DATA FOR THIS TASK Block Start

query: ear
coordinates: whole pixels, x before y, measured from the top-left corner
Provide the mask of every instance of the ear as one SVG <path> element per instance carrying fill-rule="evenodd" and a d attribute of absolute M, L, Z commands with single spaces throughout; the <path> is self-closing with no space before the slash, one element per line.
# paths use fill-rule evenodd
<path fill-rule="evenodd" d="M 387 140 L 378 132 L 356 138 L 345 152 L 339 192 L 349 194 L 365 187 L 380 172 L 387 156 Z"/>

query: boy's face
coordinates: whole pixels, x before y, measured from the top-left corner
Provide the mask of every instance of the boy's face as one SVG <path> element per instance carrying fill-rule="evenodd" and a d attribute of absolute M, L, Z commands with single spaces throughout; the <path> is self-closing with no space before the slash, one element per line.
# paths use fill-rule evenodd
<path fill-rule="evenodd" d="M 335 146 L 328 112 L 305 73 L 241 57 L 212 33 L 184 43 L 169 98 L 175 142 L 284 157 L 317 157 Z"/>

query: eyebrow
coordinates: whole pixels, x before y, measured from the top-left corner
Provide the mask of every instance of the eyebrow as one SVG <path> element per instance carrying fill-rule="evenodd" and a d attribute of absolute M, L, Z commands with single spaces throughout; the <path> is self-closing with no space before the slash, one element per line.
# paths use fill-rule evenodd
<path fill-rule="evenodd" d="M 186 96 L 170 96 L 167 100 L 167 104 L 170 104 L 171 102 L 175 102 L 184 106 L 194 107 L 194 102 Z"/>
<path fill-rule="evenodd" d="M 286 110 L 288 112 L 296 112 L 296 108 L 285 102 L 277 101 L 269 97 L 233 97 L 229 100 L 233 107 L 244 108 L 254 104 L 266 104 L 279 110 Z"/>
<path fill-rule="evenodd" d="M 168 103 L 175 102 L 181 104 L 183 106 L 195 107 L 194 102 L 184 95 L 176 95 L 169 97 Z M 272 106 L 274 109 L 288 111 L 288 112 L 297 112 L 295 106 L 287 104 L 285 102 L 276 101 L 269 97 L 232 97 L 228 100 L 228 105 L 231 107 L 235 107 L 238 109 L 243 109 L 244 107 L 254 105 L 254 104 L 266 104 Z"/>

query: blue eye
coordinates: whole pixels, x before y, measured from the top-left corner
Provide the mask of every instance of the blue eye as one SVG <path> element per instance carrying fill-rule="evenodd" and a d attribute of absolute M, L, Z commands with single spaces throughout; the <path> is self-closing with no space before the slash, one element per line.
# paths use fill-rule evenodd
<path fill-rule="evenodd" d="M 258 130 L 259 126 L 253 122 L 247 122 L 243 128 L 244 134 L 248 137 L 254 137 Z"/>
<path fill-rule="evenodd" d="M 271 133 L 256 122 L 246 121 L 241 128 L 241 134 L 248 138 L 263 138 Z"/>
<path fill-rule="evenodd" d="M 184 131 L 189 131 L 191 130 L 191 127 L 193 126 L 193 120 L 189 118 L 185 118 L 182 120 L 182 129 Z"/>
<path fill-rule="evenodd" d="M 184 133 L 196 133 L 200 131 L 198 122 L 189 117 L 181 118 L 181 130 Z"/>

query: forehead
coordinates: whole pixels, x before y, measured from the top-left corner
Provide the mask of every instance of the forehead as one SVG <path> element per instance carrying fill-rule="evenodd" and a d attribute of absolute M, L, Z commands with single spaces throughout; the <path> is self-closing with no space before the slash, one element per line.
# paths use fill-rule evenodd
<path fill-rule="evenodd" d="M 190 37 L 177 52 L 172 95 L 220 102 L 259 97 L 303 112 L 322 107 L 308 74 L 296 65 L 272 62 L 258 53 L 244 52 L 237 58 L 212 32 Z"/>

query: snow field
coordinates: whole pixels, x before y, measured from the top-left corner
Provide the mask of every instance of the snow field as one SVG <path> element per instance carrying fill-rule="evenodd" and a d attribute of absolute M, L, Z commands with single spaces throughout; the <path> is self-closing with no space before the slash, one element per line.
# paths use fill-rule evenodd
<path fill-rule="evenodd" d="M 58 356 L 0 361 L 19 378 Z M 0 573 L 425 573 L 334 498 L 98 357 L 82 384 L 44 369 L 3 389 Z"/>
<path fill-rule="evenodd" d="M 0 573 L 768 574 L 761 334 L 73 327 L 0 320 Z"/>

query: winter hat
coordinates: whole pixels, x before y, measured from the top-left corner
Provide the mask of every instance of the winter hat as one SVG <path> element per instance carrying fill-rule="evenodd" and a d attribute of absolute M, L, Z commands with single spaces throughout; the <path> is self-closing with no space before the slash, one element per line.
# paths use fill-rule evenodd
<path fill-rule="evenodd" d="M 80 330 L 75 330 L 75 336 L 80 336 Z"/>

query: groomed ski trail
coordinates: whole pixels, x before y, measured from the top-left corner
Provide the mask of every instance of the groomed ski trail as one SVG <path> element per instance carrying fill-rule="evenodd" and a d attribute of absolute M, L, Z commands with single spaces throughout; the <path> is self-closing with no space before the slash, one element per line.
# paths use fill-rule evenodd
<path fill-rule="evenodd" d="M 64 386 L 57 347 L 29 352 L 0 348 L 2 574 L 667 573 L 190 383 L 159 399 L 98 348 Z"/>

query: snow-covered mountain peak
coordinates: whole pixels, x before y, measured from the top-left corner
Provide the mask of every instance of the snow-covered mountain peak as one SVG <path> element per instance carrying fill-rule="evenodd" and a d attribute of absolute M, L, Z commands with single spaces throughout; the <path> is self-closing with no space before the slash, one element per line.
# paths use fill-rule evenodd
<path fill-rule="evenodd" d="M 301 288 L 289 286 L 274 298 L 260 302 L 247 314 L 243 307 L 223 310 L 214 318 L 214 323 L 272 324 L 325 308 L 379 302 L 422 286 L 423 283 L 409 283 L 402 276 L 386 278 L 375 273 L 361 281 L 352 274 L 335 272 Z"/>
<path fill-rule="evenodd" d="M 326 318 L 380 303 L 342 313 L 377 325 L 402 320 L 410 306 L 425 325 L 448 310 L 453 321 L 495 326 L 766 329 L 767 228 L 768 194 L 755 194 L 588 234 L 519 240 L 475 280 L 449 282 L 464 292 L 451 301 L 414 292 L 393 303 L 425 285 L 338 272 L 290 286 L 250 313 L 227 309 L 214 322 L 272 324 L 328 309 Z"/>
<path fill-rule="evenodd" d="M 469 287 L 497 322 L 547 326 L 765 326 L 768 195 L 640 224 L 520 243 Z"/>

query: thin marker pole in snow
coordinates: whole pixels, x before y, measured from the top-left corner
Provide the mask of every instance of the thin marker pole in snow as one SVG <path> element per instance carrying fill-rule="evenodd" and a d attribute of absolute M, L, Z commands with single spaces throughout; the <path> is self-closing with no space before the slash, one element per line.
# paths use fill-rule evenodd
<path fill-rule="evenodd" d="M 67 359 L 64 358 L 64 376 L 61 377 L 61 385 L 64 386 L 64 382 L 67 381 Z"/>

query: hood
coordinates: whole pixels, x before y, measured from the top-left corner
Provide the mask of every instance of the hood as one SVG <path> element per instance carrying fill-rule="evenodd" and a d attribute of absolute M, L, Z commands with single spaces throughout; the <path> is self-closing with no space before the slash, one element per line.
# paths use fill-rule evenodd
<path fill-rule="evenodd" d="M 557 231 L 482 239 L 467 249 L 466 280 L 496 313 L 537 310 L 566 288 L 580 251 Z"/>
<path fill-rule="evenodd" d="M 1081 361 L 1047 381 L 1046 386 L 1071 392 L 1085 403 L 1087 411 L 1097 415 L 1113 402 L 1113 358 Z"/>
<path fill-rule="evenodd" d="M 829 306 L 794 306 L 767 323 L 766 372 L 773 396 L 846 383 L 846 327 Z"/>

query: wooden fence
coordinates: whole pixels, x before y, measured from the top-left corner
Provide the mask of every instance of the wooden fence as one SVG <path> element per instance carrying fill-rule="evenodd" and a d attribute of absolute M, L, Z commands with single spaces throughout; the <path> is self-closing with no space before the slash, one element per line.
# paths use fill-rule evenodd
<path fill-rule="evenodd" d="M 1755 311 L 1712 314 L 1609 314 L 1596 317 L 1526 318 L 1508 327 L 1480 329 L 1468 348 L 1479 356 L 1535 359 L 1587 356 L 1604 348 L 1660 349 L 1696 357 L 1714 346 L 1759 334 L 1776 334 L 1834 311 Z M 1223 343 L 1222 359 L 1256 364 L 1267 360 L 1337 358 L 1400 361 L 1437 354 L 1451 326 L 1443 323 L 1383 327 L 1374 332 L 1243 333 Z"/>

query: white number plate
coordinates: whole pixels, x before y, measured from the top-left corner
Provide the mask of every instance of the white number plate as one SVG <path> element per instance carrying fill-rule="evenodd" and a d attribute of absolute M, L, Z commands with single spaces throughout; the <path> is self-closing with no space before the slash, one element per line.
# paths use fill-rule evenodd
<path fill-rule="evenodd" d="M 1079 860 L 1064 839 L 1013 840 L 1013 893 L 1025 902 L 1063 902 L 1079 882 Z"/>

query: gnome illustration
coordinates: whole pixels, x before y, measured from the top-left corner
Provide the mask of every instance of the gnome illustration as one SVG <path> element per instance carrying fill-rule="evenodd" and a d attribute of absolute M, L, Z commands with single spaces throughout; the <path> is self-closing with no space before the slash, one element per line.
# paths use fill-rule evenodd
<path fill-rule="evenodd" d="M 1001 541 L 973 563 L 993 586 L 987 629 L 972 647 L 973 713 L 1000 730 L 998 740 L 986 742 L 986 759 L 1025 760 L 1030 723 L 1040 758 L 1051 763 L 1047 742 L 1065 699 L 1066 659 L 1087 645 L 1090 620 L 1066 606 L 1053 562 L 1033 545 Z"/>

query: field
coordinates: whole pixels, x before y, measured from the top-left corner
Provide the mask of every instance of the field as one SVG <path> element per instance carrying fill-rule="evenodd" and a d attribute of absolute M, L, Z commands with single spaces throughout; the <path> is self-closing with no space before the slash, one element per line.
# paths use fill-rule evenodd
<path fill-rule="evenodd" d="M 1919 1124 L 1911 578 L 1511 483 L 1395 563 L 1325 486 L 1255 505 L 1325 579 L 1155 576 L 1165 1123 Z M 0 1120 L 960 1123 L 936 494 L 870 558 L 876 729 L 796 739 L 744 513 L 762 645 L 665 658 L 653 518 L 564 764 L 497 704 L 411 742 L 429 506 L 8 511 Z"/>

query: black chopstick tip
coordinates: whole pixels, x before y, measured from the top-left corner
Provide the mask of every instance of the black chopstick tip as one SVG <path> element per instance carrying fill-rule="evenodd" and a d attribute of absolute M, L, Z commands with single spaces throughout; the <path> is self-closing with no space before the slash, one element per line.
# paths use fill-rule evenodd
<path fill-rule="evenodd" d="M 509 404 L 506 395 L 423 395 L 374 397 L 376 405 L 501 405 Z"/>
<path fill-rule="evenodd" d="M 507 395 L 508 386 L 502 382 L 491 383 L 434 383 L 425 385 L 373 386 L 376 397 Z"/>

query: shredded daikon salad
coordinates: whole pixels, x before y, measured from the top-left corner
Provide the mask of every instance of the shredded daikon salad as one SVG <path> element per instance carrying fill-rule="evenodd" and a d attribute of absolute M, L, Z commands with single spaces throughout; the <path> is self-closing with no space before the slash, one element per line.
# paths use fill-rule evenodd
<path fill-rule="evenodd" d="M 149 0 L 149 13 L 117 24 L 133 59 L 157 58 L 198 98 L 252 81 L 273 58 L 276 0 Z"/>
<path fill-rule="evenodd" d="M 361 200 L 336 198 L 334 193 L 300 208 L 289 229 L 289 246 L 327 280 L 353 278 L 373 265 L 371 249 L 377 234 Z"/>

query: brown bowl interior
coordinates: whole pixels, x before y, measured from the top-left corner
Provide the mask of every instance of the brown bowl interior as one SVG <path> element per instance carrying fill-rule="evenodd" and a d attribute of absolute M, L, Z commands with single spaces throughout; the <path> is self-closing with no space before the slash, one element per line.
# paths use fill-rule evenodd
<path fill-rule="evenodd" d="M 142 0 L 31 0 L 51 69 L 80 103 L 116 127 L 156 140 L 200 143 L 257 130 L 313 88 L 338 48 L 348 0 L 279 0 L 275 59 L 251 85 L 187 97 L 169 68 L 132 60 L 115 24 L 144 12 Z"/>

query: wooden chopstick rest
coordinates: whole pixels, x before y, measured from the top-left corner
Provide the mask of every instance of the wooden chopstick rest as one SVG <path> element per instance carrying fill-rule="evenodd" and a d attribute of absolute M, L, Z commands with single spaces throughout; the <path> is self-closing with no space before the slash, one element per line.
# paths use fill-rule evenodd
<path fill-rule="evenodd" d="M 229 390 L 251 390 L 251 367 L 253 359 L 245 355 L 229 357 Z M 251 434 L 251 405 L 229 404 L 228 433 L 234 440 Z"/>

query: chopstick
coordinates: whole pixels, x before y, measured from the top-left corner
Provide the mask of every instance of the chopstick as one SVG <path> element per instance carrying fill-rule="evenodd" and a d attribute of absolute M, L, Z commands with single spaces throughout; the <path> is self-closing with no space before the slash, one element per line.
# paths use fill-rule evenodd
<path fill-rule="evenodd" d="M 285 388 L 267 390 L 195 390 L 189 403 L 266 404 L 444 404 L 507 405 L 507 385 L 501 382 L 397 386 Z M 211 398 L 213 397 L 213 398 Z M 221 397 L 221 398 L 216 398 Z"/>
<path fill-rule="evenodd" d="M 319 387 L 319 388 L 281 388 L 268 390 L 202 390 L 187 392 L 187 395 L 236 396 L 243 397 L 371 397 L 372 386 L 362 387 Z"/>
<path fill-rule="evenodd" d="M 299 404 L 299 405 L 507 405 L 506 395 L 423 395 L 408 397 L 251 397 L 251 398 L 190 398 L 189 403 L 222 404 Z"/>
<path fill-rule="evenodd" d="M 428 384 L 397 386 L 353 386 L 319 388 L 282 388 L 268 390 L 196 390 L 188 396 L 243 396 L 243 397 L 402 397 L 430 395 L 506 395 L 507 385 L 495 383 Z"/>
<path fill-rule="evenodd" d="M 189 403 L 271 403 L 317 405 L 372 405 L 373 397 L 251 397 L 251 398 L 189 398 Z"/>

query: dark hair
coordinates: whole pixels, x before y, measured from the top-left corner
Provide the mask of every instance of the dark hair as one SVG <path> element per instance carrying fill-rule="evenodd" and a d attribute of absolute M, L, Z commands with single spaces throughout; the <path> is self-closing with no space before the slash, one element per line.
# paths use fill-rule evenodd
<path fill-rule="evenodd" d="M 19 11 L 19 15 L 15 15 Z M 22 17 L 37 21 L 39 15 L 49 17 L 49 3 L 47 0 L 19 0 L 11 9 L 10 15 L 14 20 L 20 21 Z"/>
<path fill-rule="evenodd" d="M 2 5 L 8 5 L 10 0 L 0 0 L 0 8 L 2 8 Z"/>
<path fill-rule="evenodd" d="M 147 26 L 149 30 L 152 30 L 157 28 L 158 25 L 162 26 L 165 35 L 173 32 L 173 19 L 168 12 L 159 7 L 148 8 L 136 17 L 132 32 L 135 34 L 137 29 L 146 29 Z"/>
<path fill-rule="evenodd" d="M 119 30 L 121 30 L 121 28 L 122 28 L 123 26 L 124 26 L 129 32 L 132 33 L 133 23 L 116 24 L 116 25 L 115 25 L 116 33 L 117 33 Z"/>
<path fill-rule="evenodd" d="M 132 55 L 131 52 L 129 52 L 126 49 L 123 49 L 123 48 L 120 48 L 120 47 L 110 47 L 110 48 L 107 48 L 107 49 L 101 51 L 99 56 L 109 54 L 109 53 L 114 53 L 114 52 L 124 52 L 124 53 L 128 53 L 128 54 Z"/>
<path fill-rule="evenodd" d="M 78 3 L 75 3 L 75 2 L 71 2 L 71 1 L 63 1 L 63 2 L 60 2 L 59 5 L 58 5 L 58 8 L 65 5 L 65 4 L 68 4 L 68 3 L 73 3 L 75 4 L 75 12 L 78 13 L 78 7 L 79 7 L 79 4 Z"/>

DATA FOR THIS TASK Block End

» TASK DESCRIPTION:
Return the entries above unchanged, starting at the first line and stopping after the line with "query: eyebrow".

» YOUR SOLUTION:
query: ear
coordinates: whole pixels, x before y, measured from the top-left corner
Provide the mask of every instance of the ear as one SVG <path> element per instance carrying fill-rule="evenodd" and a d attribute of absolute M, L, Z commands with single spaces throughout; the <path> is self-closing with no space before the slash, one element per line.
# paths use fill-rule evenodd
<path fill-rule="evenodd" d="M 387 140 L 378 132 L 356 138 L 345 152 L 339 192 L 349 194 L 365 187 L 380 172 L 387 156 Z"/>

query: boy's face
coordinates: whole pixels, x before y, measured from the top-left corner
Provide the mask of every instance of the boy's face as one SVG <path> element per instance carrying fill-rule="evenodd" and a d attribute of absolute M, L, Z commands with single spaces throughout; the <path> is self-closing with no space before the slash, one element per line.
# paths use fill-rule evenodd
<path fill-rule="evenodd" d="M 335 146 L 328 112 L 305 73 L 241 57 L 212 33 L 184 43 L 169 98 L 175 142 L 284 157 L 317 157 Z"/>

query: eyebrow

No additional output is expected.